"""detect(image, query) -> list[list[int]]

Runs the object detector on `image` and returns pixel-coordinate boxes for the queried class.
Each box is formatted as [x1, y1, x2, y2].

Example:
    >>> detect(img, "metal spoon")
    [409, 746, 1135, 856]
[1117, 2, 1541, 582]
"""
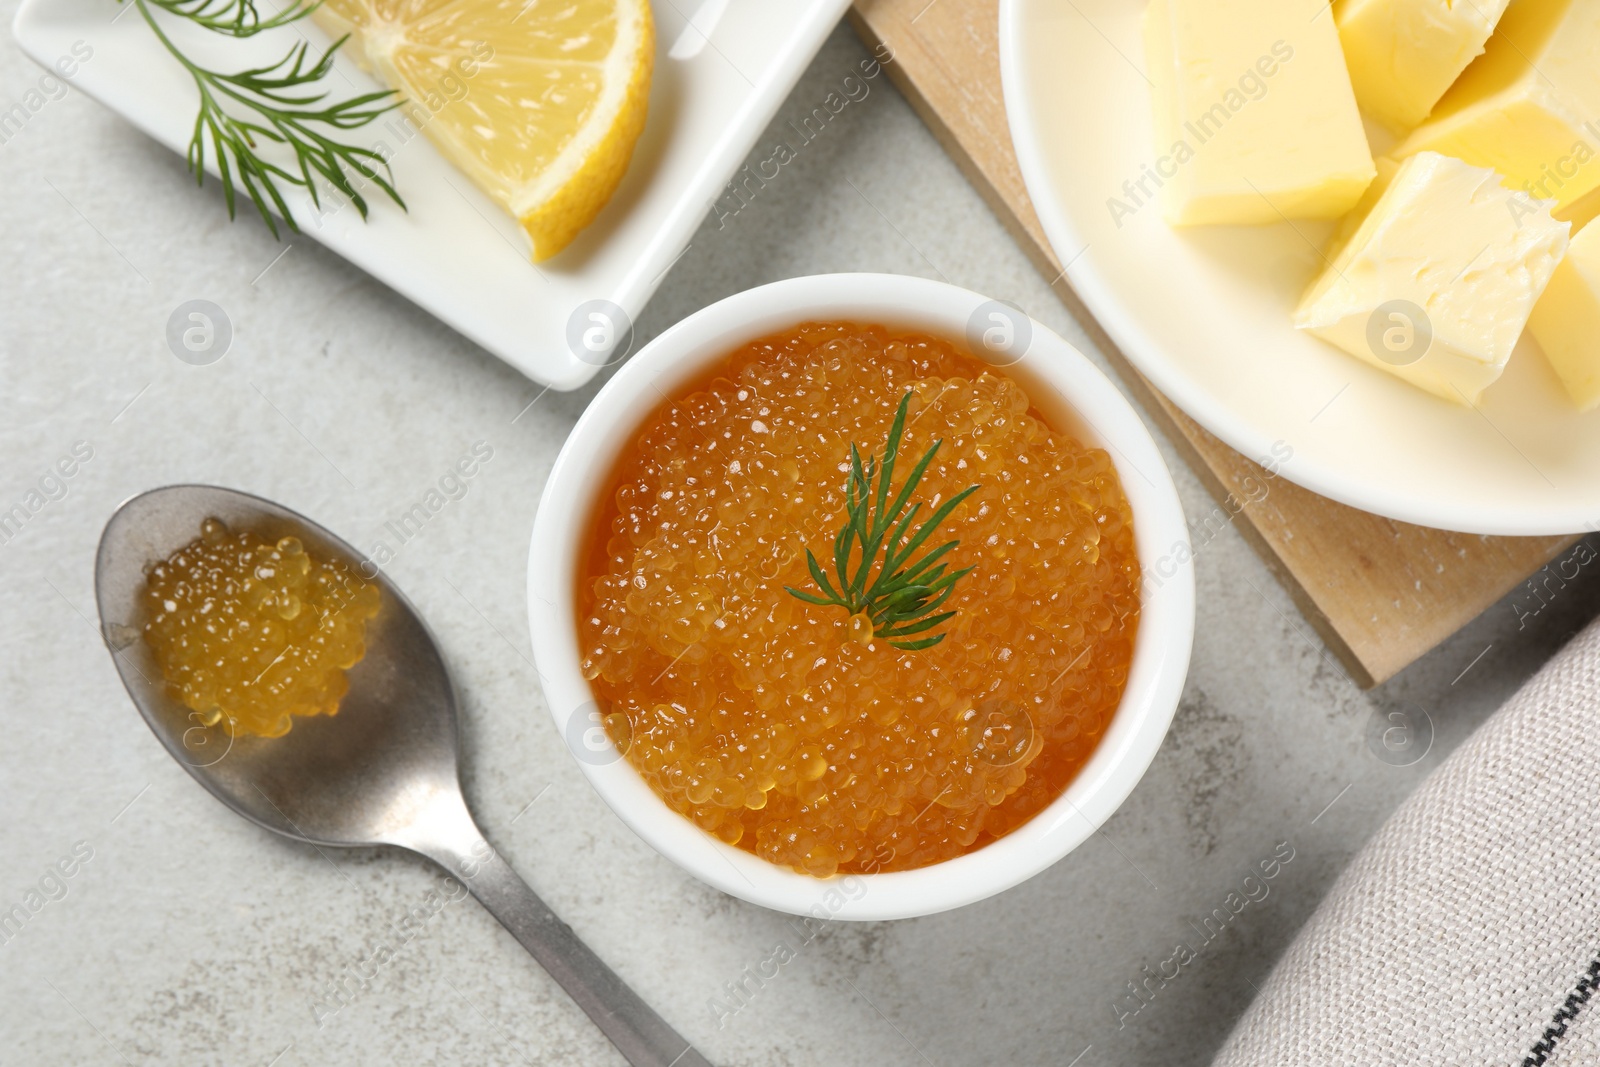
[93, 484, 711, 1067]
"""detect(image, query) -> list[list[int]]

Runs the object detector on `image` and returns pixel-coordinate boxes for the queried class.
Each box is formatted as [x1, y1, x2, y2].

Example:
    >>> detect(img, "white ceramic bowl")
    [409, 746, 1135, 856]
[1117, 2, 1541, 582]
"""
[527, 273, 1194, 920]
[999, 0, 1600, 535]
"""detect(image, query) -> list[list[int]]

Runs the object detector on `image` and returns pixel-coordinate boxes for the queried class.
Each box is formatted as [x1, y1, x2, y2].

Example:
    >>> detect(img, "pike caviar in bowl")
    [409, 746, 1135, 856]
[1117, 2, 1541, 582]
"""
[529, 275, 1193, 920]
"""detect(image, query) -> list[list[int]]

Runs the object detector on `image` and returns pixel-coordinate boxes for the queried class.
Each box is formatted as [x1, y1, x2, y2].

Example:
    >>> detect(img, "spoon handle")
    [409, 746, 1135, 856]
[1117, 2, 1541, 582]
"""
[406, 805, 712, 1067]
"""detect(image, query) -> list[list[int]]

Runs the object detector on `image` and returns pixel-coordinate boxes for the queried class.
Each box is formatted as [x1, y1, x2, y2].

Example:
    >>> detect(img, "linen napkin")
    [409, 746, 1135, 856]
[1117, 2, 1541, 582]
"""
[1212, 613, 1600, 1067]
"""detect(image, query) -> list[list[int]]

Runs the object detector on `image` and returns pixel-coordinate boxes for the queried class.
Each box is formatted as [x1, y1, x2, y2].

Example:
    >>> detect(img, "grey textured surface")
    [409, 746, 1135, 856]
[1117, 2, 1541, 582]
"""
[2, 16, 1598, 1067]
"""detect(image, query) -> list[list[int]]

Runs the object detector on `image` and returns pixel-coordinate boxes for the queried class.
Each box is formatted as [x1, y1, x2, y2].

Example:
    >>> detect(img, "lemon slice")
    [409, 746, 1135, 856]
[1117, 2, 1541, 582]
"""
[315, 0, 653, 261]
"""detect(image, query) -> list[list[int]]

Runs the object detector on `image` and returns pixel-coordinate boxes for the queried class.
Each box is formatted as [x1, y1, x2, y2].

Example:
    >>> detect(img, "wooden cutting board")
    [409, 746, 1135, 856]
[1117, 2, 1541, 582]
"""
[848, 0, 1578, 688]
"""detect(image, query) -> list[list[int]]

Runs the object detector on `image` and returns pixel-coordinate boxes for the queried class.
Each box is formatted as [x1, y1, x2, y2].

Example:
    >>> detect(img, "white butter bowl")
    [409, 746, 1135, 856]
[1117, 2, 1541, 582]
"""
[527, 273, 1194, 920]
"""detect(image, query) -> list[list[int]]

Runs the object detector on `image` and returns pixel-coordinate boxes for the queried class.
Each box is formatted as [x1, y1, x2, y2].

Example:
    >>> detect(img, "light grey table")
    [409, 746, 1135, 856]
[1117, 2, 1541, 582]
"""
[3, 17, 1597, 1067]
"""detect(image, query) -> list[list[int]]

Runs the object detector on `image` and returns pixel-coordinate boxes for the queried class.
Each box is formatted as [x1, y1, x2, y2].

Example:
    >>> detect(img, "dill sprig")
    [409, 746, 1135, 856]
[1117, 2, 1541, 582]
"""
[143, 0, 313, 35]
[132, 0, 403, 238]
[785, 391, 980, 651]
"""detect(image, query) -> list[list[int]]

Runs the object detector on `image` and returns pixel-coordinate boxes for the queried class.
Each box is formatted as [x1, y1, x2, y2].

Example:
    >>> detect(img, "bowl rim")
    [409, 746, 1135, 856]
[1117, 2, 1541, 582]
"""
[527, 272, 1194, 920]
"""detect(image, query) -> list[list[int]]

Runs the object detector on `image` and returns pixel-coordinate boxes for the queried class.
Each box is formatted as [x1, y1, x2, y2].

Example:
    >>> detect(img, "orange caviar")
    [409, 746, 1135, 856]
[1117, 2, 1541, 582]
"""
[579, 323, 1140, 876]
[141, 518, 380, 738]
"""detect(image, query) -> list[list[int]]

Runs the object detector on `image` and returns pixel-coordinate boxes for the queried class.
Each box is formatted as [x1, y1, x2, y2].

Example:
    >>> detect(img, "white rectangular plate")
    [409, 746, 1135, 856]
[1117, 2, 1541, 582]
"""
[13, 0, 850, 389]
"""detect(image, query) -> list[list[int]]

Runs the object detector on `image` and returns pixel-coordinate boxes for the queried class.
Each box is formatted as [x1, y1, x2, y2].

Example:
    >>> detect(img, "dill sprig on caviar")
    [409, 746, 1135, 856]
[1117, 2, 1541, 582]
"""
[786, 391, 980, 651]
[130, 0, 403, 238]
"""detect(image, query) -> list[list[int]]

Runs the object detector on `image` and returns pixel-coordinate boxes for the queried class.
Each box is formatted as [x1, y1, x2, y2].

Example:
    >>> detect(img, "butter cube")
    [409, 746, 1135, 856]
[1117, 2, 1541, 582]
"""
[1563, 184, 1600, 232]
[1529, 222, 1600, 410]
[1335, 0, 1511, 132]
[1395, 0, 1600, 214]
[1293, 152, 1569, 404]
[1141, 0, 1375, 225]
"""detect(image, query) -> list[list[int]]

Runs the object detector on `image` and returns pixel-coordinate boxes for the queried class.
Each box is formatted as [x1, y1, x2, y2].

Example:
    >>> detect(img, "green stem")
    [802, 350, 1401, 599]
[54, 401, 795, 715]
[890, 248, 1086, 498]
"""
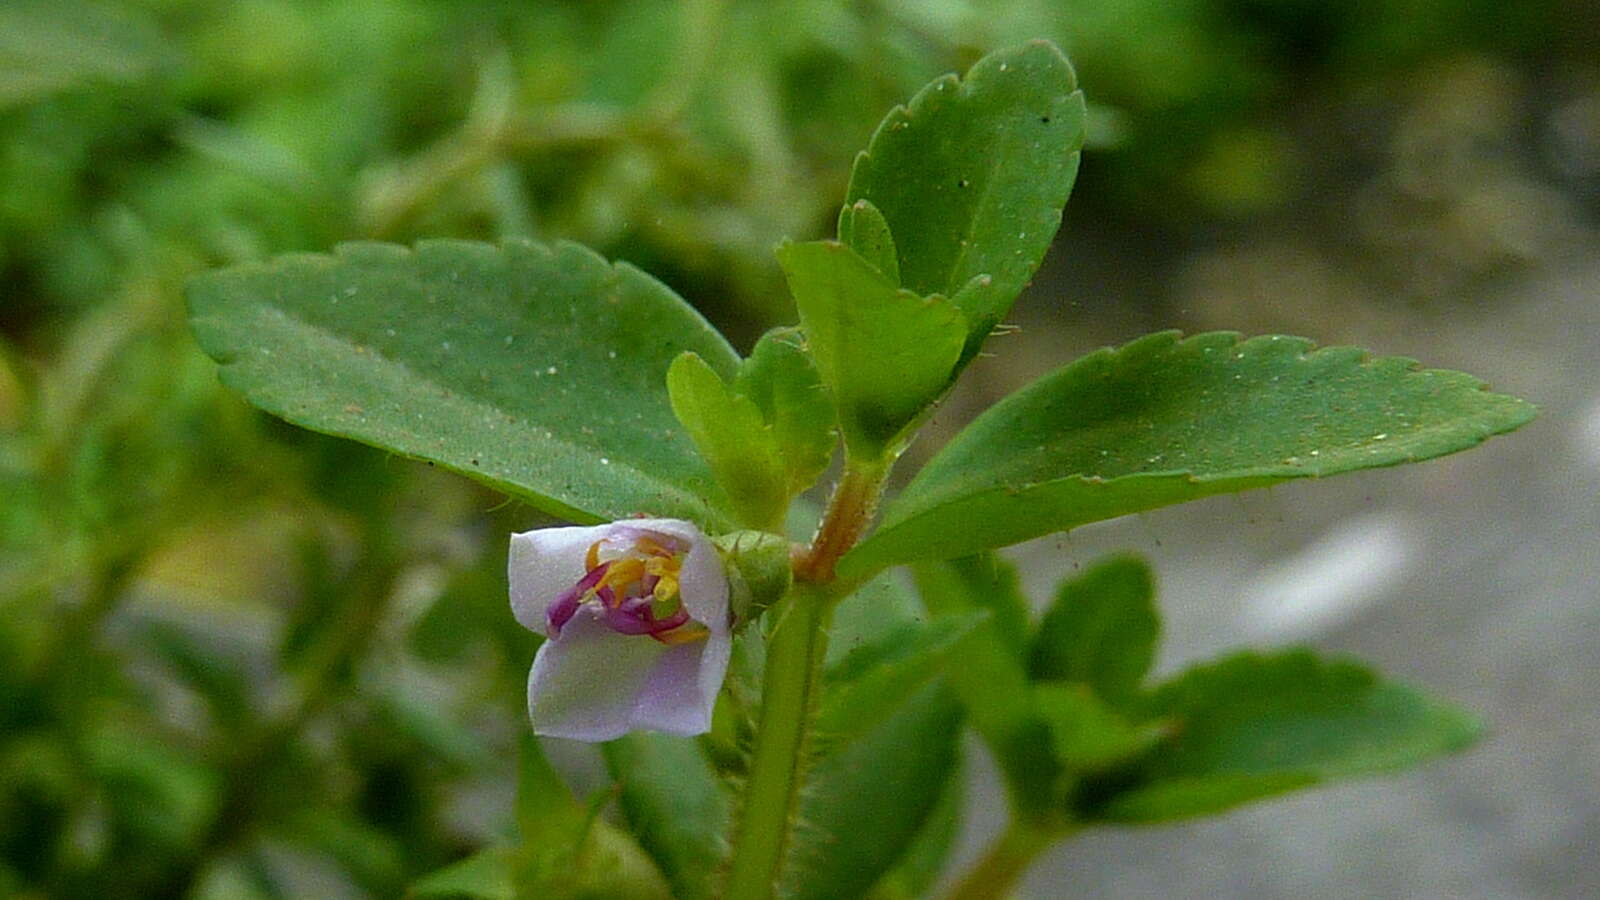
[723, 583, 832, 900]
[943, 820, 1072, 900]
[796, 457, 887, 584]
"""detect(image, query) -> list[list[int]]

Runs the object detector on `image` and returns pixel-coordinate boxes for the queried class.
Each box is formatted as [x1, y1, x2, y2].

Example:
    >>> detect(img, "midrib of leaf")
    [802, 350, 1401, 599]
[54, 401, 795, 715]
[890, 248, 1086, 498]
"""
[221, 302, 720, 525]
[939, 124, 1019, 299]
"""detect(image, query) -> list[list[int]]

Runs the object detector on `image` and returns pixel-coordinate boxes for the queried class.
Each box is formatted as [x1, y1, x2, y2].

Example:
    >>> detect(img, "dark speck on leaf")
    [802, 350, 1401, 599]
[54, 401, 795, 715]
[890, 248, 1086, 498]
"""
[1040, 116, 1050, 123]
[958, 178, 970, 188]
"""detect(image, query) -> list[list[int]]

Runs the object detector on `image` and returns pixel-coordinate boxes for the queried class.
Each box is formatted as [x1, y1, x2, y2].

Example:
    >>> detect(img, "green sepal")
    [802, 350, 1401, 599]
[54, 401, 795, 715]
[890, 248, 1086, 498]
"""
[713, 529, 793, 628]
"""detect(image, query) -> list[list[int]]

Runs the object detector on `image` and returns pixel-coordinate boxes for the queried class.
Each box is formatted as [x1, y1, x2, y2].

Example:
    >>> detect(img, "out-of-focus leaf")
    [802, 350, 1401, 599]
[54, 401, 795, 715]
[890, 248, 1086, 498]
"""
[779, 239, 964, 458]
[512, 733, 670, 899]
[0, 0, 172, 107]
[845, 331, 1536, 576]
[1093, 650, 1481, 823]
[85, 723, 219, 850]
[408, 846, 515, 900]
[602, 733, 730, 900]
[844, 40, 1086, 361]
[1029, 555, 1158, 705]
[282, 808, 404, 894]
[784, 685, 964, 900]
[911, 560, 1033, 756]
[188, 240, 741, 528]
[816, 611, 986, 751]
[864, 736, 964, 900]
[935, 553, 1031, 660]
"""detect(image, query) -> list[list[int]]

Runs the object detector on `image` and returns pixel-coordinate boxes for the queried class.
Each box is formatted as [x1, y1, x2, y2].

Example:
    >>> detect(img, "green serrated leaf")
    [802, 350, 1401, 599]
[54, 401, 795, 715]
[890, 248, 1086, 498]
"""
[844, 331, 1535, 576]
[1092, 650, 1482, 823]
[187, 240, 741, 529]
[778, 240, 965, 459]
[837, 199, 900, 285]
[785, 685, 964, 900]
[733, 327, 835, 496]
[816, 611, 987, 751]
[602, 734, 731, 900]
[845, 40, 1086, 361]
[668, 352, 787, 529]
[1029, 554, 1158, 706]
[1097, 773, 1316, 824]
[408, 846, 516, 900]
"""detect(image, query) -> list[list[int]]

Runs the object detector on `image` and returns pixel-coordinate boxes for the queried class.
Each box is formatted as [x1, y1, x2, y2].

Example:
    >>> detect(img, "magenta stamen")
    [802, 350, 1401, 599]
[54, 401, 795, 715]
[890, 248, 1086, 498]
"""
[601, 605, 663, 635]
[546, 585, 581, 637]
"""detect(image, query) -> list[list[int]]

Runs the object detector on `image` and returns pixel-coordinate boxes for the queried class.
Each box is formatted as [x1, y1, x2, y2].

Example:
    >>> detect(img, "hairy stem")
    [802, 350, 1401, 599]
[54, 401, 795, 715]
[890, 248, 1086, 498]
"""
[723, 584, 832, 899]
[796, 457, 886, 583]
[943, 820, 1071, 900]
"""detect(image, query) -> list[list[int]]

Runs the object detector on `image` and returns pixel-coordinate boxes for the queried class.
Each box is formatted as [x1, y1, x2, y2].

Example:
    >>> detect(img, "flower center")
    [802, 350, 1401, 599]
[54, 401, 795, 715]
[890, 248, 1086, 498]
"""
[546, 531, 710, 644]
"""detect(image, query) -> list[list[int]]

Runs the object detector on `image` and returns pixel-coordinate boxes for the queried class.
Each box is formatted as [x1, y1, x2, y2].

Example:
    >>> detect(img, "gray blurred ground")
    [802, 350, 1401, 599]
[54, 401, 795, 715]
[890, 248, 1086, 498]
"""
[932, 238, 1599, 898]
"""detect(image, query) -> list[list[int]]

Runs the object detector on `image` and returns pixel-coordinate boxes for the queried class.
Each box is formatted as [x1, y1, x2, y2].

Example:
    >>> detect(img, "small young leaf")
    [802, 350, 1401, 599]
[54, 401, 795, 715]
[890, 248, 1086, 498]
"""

- [Activity]
Work through the listing above and report how many lines include the string "leaf", with no other text.

- [Your response]
5